Texte extrait:
____________________

Le 2 Novembre 2018, l’Institut Afrique Monde organisait en partenariat avec l’Université Sophia de Tokyo (Japon) et l’Université Catholique d’Afrique Centrale (Yaoundé, Cameroun) un colloque sur les Contes africains comme outil de résolution de conflits, au Centre Sèvres (35 bis Rue de Sèvres, 75006 Paris).
A cette occasion, Mme Atsuko Nagai, professeure à l’Université Sophia de Tokyo, est intervenue sur l’accès interculturel aux contes africains.
Retrouvez ici son intervention.
« Horizon d’attente » troublé : l’accès interculturel aux contes africains
I. Les contes populaires dans la globalisation
Les contes populaires contiennent des mythes et une morale qui servent à fortifier l’ordre social et la solidarité d’une communauté dans laquelle ils sont originairement ancrés.
C’est pourquoi nous sentons aujourd’hui que les contes populaires changent d’une manière radicale leur statut. Dans la globalisation du marché économique et des ressourses humaines, des jeunes gens quittant leur village pour se former et travailler dans une grande ville n’hésitent pas à aller même à l’étranger pour trouver une meilleure condition de réussite. Le dépeuplement des communautés locales change de la sorte la manière de transmission des contes. La liaison coupée avec l’environnement naturel et la communauté natale dans lesquels s’enracinaient les contes, leur rôle social et traditionnel, s’altèrent. Mais cela n’empêchera pas l’esprit des contes de conserver sa norme d’action.

____________________

Entrées:
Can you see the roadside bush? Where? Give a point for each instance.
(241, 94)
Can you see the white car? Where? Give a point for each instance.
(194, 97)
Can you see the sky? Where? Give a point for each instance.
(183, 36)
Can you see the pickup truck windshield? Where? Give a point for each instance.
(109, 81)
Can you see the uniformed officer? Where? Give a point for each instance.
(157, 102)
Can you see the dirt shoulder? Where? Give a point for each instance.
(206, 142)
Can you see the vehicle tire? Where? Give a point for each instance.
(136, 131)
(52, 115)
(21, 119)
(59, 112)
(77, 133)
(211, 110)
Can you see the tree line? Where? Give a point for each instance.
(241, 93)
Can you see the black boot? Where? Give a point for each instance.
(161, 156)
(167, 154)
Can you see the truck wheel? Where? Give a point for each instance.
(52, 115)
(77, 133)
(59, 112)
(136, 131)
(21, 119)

____________________

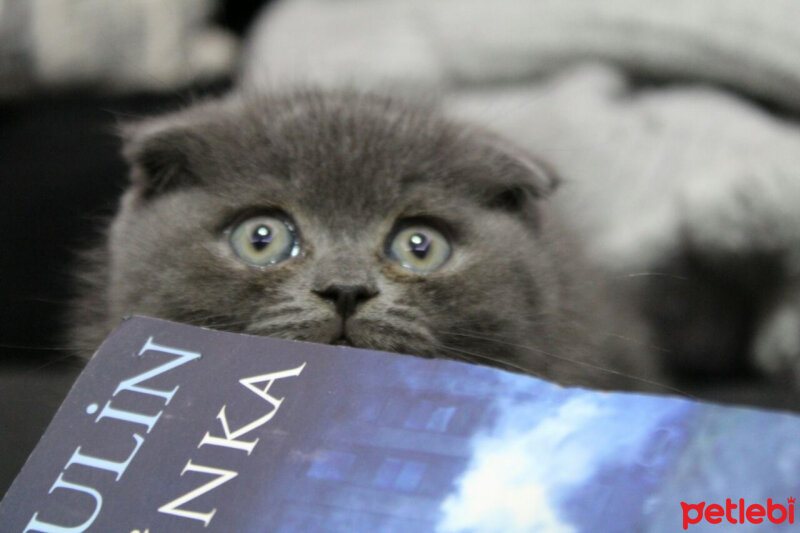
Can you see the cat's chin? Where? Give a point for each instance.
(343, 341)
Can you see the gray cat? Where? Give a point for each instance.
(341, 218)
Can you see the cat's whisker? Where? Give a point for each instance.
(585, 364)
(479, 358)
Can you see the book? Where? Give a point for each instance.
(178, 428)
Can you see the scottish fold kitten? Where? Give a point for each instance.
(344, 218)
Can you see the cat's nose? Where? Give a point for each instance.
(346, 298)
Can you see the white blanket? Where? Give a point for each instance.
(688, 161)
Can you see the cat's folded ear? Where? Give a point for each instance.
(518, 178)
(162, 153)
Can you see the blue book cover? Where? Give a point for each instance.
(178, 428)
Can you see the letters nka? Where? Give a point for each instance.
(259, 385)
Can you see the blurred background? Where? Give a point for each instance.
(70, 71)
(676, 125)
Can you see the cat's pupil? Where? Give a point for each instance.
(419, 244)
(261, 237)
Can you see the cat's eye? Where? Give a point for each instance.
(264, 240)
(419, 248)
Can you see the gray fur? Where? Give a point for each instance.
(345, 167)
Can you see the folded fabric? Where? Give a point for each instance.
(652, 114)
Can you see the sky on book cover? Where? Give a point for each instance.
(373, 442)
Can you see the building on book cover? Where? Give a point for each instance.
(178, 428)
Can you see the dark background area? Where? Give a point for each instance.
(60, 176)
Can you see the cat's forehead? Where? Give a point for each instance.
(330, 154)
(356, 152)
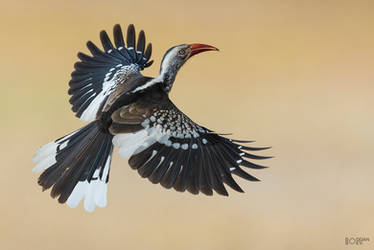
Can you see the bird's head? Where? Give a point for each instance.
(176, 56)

____________________

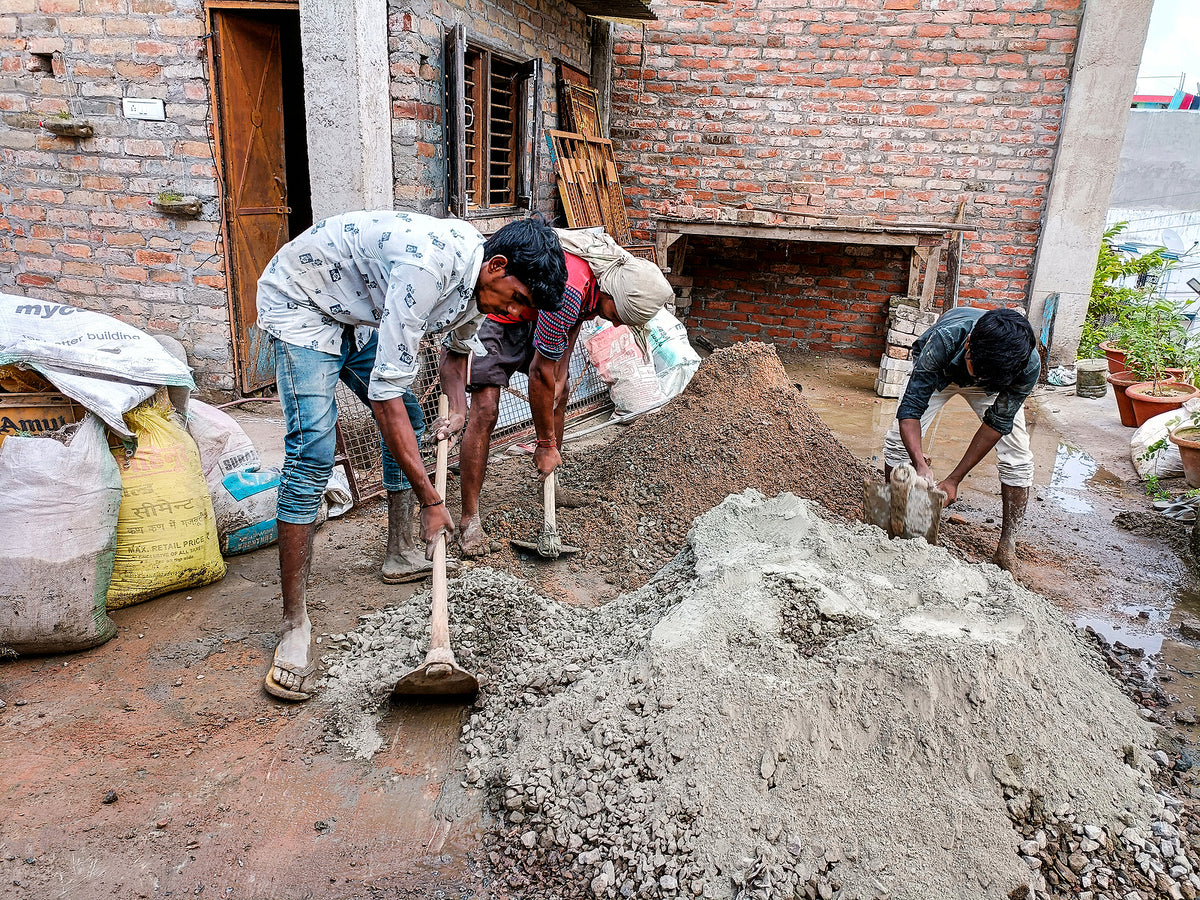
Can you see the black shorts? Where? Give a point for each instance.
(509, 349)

____________________

Consigne: Recopiez à l'identique, dans le texte sur les contes africains, tout ce qui va de « Le 2 Novembre » jusqu'à « Sèvres, 75006 Paris). » inclus.

Réponse:
Le 2 Novembre 2018, l’Institut Afrique Monde organisait en partenariat avec l’Université Sophia de Tokyo (Japon) et l’Université Catholique d’Afrique Centrale (Yaoundé, Cameroun) un colloque sur les Contes africains comme outil de résolution de conflits, au Centre Sèvres (35 bis Rue de Sèvres, 75006 Paris).